--- Dataset ---

____________________

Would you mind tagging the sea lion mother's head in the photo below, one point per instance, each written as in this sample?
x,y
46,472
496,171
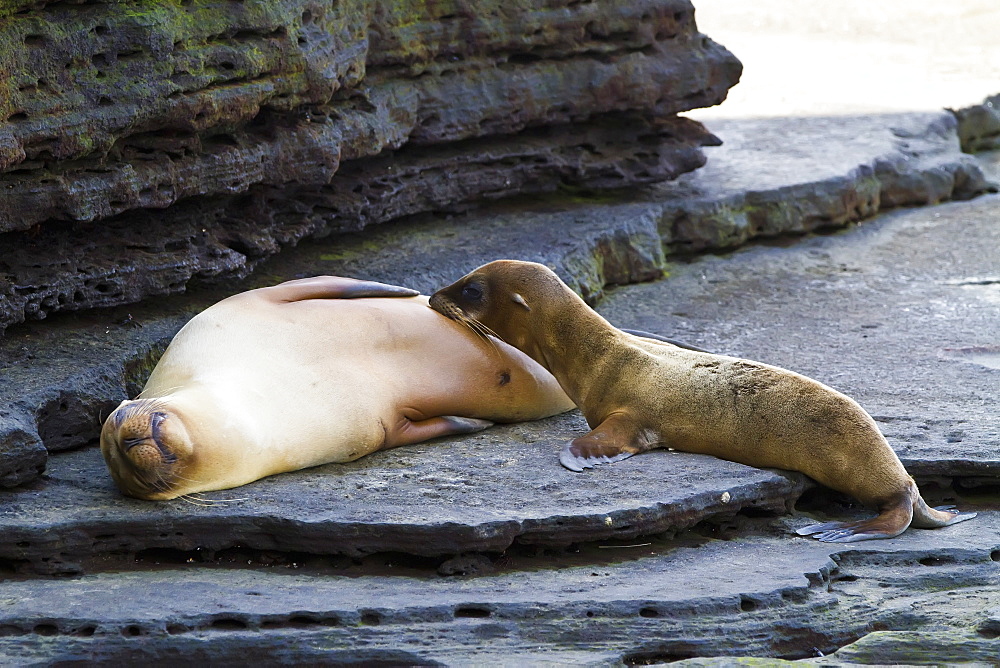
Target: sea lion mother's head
x,y
147,449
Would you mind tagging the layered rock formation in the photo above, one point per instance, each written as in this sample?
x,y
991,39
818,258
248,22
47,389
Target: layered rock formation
x,y
146,145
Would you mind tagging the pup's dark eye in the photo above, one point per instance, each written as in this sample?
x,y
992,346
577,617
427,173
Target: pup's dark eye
x,y
472,292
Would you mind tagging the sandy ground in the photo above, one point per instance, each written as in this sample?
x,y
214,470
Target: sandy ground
x,y
814,57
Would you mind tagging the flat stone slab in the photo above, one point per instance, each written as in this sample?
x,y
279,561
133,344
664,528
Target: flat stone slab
x,y
900,313
478,494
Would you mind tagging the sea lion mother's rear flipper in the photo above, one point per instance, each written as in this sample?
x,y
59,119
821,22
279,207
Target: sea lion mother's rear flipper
x,y
617,438
408,432
905,509
334,287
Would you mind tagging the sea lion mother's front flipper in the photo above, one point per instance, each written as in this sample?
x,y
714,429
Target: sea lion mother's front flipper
x,y
334,287
617,438
408,432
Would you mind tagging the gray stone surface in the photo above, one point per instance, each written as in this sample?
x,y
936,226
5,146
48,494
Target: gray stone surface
x,y
656,601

____________________

Produce the full material again verbatim, with the pictures dropped.

Would you mind tagging the sea lion mother's head in the photo below, one point per instance, each written as in this sample?
x,y
46,472
496,171
Target: sea lion mother's head
x,y
147,449
Would you mind tagging the layered rock formation in the photo above, one point per instance, each written as in this sample?
x,y
991,39
818,258
248,22
47,389
Target: layered rock formation
x,y
146,145
Would you mind tagging the pup's dark eye in the photo above, one point per instance, each written as in this sample?
x,y
992,346
577,617
427,173
Target: pup's dark eye
x,y
472,292
Would you mind tagging the sandy ground in the photo above, one point per instance, each written as in this sample?
x,y
214,470
Target: sandy ground
x,y
814,57
Would you mind tagging the flat stone slab in the photo above, one point per instance, each written as in this sample?
x,y
279,561
133,344
664,528
Target: flat stone slab
x,y
900,313
478,494
Would you mind tagging the sea lion mother's rear flipper in the photo above, one point per instance, each written as in this sample?
x,y
59,119
821,22
279,207
Target: sea lion mother's rear flipper
x,y
617,438
408,432
905,509
334,287
Would you mind tagging the sea lion mother's front flipper in the photo above, one point per instance, each written as in this sample?
x,y
714,429
Target: sea lion mother's front flipper
x,y
334,287
617,438
408,432
Would you mind tagging the gray stone surface in the photo above, one point per instance, each written as in this sample?
x,y
936,226
5,146
48,494
Target: gray stone surface
x,y
656,601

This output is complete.